Stored records
START

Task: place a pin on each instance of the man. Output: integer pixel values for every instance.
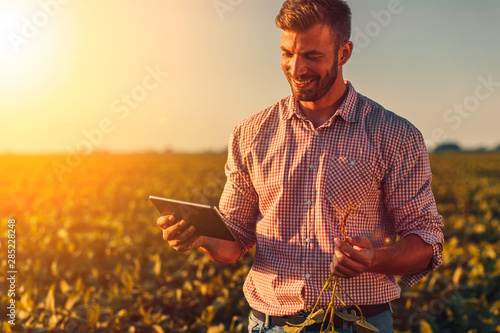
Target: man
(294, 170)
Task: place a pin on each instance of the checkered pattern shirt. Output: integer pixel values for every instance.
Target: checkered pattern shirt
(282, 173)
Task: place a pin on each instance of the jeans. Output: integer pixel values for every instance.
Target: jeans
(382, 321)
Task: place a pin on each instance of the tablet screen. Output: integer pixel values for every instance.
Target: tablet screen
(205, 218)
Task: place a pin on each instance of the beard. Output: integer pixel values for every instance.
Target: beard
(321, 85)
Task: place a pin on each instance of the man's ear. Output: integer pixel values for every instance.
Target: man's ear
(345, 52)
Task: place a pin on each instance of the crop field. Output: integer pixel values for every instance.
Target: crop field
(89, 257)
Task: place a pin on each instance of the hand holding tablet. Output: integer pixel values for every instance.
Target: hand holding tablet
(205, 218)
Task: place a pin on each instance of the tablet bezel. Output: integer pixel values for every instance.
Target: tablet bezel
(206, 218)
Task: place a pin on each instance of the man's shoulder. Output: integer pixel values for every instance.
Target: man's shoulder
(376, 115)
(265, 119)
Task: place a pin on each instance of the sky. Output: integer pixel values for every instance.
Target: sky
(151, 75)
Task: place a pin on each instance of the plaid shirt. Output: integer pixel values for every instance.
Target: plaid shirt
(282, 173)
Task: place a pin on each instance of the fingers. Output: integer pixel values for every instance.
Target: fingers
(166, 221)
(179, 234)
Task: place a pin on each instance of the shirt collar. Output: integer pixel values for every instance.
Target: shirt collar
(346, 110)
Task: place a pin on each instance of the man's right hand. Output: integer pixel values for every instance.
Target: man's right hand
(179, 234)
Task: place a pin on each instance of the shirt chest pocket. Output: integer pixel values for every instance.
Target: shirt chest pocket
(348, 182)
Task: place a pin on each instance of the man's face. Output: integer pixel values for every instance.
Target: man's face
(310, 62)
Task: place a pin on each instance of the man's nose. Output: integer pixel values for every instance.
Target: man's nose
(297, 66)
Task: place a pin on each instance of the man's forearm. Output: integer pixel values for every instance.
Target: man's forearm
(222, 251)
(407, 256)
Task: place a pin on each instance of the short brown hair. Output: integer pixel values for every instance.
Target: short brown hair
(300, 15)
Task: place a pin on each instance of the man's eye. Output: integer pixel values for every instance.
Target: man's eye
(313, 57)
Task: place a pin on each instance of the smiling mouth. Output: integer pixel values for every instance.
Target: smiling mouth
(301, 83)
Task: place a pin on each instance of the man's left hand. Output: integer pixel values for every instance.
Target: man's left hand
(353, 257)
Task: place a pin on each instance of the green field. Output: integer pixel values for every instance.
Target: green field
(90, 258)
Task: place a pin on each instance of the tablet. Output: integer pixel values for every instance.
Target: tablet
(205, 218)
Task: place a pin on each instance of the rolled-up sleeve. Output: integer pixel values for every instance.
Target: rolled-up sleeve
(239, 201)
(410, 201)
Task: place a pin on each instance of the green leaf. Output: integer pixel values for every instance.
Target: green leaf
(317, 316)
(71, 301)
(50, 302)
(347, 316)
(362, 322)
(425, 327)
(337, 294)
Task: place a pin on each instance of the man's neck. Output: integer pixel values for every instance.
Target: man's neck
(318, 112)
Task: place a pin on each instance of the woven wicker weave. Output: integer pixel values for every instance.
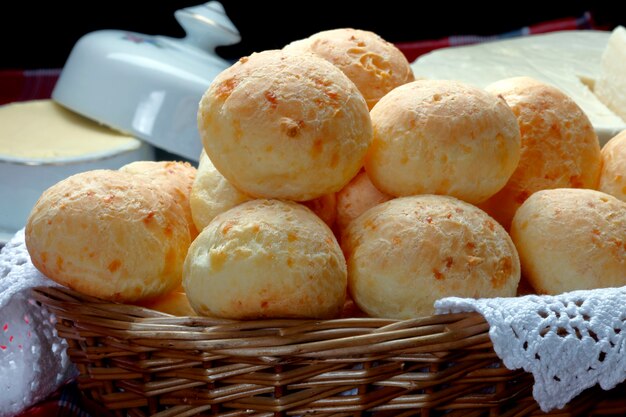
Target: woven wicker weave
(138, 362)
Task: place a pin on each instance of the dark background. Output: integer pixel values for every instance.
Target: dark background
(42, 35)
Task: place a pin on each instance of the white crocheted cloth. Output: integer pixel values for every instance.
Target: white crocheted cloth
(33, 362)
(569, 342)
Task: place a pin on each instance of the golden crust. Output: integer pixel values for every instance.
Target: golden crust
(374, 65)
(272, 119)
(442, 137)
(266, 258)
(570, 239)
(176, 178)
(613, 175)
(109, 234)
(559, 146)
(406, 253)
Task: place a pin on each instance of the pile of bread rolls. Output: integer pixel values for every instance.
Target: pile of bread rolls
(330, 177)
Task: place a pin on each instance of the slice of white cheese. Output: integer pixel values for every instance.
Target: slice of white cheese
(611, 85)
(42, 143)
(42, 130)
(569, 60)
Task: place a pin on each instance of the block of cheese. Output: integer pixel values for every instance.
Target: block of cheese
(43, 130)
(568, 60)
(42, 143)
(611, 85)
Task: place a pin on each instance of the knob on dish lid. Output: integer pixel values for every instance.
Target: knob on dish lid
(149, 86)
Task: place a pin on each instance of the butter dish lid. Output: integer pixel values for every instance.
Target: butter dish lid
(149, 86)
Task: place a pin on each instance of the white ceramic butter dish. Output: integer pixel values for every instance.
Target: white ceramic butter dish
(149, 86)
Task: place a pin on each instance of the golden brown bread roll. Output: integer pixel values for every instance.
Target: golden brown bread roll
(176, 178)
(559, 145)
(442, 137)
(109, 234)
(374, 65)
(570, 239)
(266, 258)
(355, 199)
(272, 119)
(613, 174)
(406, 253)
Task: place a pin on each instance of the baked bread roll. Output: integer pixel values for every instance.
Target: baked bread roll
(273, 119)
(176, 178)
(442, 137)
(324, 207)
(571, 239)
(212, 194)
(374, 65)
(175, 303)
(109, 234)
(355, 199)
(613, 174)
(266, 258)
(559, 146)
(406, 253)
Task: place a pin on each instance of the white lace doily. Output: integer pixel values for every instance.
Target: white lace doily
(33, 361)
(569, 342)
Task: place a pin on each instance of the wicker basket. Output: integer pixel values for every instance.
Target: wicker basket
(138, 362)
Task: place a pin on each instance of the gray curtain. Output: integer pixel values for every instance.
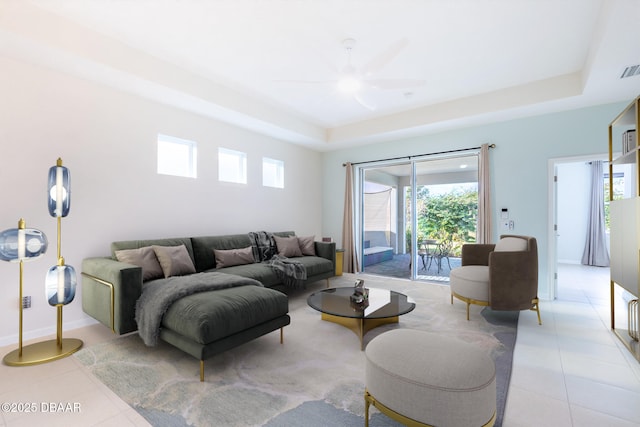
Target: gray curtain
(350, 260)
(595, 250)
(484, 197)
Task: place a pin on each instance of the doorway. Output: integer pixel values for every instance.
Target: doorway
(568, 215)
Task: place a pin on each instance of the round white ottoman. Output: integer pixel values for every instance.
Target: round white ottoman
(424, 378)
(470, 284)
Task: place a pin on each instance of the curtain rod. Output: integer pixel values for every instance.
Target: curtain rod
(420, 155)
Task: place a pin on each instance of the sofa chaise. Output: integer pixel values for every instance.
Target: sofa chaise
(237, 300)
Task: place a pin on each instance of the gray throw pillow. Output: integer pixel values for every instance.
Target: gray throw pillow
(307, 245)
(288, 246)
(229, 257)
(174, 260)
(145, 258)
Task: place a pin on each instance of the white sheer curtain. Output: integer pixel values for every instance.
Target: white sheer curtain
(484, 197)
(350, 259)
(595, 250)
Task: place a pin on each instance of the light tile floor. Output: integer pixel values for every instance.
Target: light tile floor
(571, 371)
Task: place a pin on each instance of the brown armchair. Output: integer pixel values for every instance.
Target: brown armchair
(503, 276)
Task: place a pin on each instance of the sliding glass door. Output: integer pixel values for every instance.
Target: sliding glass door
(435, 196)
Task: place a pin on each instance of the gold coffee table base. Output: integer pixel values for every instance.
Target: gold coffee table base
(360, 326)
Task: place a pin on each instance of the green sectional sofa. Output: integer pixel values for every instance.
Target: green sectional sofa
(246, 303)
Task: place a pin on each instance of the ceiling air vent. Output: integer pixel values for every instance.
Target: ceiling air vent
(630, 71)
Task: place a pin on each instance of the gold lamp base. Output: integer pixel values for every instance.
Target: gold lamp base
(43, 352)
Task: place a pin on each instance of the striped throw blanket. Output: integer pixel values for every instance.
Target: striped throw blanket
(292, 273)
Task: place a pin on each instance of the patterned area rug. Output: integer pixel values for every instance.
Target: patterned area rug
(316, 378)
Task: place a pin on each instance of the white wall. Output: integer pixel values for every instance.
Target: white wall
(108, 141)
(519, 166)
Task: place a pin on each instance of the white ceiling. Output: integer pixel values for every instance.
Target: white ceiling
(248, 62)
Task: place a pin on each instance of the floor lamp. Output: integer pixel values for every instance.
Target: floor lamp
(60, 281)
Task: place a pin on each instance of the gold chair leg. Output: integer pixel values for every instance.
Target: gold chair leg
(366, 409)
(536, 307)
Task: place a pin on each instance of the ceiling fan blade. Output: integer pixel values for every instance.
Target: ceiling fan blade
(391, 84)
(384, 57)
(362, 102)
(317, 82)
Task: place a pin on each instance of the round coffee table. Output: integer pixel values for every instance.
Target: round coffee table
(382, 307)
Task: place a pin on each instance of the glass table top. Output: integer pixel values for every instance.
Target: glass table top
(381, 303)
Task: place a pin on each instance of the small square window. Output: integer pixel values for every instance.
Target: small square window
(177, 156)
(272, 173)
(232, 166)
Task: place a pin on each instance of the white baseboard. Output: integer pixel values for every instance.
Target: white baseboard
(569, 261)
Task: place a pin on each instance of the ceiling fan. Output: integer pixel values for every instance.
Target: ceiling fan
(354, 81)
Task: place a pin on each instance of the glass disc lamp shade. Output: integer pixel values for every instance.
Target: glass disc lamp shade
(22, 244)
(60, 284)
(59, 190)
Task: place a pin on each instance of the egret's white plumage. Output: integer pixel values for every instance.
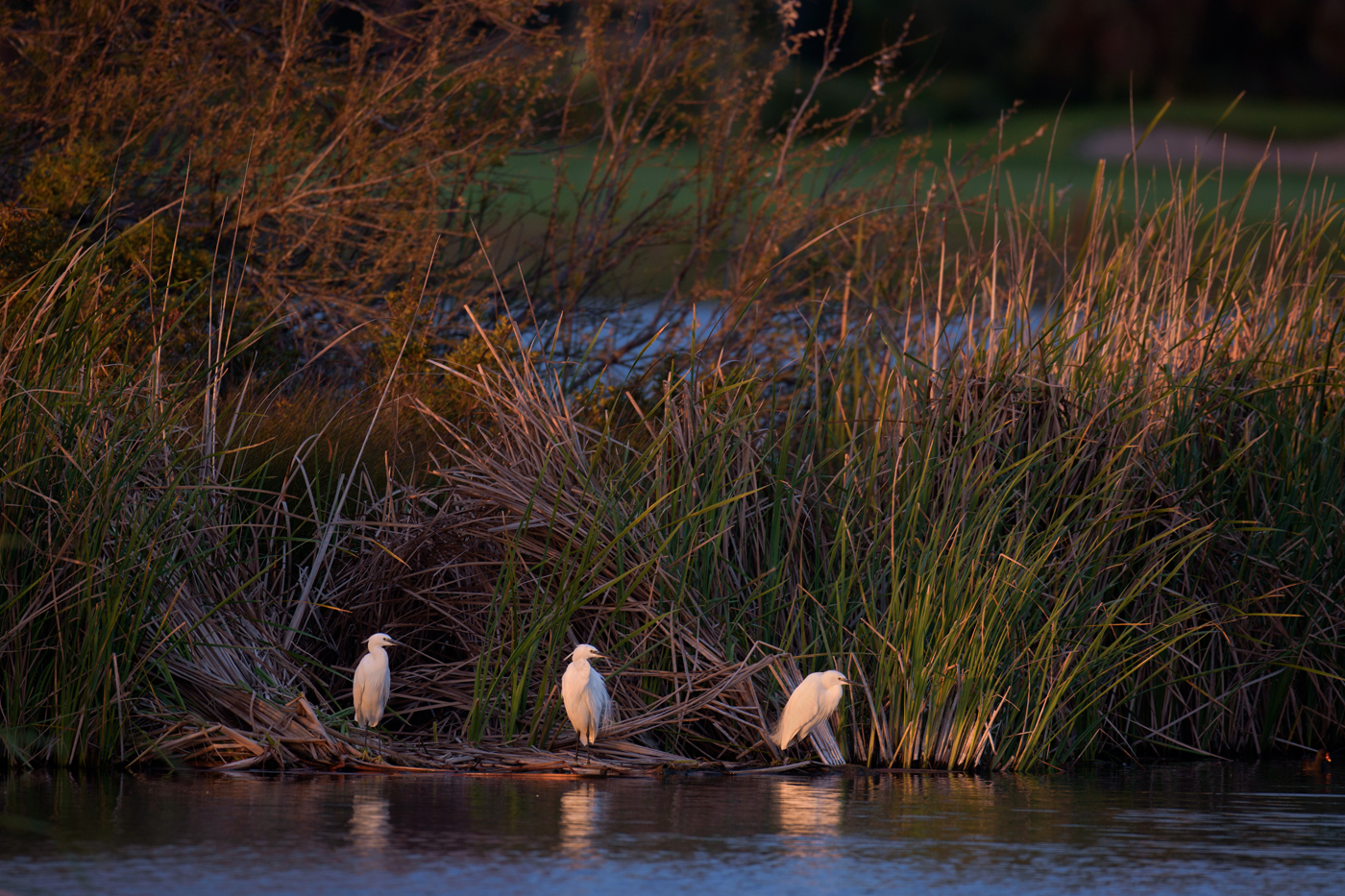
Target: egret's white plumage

END

EXERCISE TASK —
Produce an exact copy of only those lines that run from the line with "Task: place a pin on each instance of the gold chair" to the final line of the records, including both; exclude images.

RESULT OF THE EXERCISE —
Task: place a pin on each instance of the gold chair leg. Output: integer pixel values for every instance.
Target: gold chair leg
(366, 409)
(536, 307)
Task: place a pin on each instance of the ceiling fan blade. Output: integer pixel values for every instance.
Target: ceiling fan blade
(391, 84)
(384, 57)
(362, 102)
(317, 82)
Task: place a pin on each instance of the round coffee table. Output: integer pixel values for every instance.
Target: round coffee table
(382, 307)
Task: place a pin on each instance of the glass table top. Output: integer pixel values for every instance.
Target: glass table top
(381, 303)
Task: place a pin on each instance of the small square window. Output: integer pixel values for every instance.
Target: small square window
(177, 156)
(272, 173)
(232, 166)
Task: place a pin on each instance of the white baseboard. Output: integer pixel values for every instance.
Target: white baseboard
(569, 261)
Task: place a pin on each instance of the ceiling fan. Output: integer pixel values for every instance.
Target: ceiling fan
(354, 81)
Task: place a pin on each instance of the glass disc lamp shade. Output: integer pixel values for every instance.
Target: glass disc lamp shade
(22, 244)
(60, 284)
(59, 190)
Task: place a pin on each instance of the egret's white plumage. Output: integer pixel values for every instance.
Target: egret's white plumage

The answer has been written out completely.